Tugas: Buatlah ringkasan dua kalimat dari kutipan sumber tentang Tionghoa Benteng.

Kutipan Sumber:
::::::::
Tionghoa
Benteng
Sejarah
Nama "Tionghoa Benteng" berasal dari kata
"Benteng", nama lama kota Tangerang. Saat itu terdapat sebuah benteng
Belanda di kota Tangerang di pinggir sungai Cisadane, difungsikan sebagai post
pengamanan mencegah serangan dari Kesultanan Banten, benteng ini merupakan
Benteng terdepan pertahanan Belanda di pulau Jawa. Masyarakat Tionghoa Benteng
telah beberapa generasi tinggal di Tangerang yang kini telah berkembang menjadi
tiga kota/kabupaten yaitu, Kota Tangerang, Kabupaten Tangerang dan Kota
Tangerang Selatan.
Menurut kitab sejarah Sunda yang berjudul Tina Layang
Parahyang (Catatan dari Parahyangan), keberadaan komunitas Tionghoa di
Tangerang dan Batavia sudah ada setidak-tidaknya sejak 1407 NI. Kitab itu
menceritakan tentang mendaratnya rombongan pertama dari dataran Tiongkok yang
dipimpin Tjen Tjie Lung alias Halung di muara Sungai Cisadane, yang sekarang
berubah nama menjadi Teluk Naga.
Warga Tionghoa Benteng sempat bersitegang dengan
penduduk pribumi setelah Proklamasi Kemerdekaan. Pada 23 Juni 1946, rumah-rumah
etnis Tionghoa di Tangerang diobrak-abrik. Penduduk yang didukung oleh kaum
Republik menjarah rumah-rumah warga Tionghoa Benteng. Bahkan meja abu, yang
merupakan bagian dari ritual penghormatan leluhur tionghoa, ikut dicuri.
Kemarahan penduduk pribumi dipicu seorang tentara NICA
dari etnis Tionghoa menurunkan bendera Merah Putih dan menggantinya dengan
bendera Belanda. Rosihan Anwar dalam harian Merdeka 13 Juni 1946 menulis pada
saat itu hubungan warga Tionghoa Benteng dan pribumi mengalami kemunduran
paling ekstrem. Terlebih setelah Poh An Tuy, kelompok pemuda Tionghoa Benteng
pro-NICA, mengirim pasukan bersenjata dan mengungsikan masyarakat Tionghoa
Benteng yang selamat ke Batavia. Namun akhirnya kerusuhan pro-kemerdekaan itu
berhasil diredam oleh koalisi antara tentara Poh An Thuy and tentara Kolonial
Belanda.
::::::::
Informasi Hasil Ekstraksi:
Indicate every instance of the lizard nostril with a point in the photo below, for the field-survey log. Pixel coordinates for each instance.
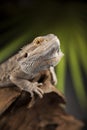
(25, 55)
(38, 42)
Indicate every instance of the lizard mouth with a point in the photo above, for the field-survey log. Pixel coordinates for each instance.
(54, 59)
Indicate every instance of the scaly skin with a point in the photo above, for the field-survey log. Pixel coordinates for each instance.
(42, 54)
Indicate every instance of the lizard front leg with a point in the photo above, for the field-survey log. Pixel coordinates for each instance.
(53, 75)
(21, 80)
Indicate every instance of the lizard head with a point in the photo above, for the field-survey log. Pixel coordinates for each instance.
(41, 54)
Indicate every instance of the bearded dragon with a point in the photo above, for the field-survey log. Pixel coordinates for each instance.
(42, 54)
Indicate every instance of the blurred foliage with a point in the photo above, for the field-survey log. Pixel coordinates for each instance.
(22, 21)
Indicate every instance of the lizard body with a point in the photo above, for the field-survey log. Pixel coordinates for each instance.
(42, 54)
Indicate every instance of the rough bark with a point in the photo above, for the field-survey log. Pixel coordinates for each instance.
(19, 112)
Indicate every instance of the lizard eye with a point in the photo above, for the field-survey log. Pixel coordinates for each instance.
(25, 55)
(38, 41)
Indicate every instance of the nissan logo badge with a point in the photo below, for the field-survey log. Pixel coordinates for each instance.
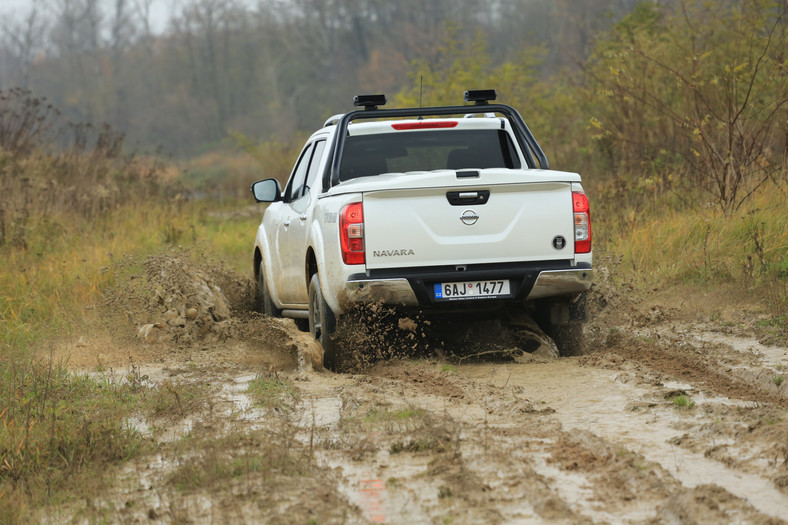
::::::::
Jawaban Benar: Nama Tionghoa Benteng berasal dari "Benteng", nama lama kota Tangerang, tempat dahulu berdiri sebuah benteng Belanda di pinggir Sungai Cisadane, dan masyarakat ini telah beberapa generasi tinggal di Tangerang. Setelah Proklamasi Kemerdekaan, warga Tionghoa Benteng sempat bersitegang dengan penduduk pribumi hingga rumah-rumah mereka dijarah, sebelum kerusuhan itu akhirnya berhasil diredam.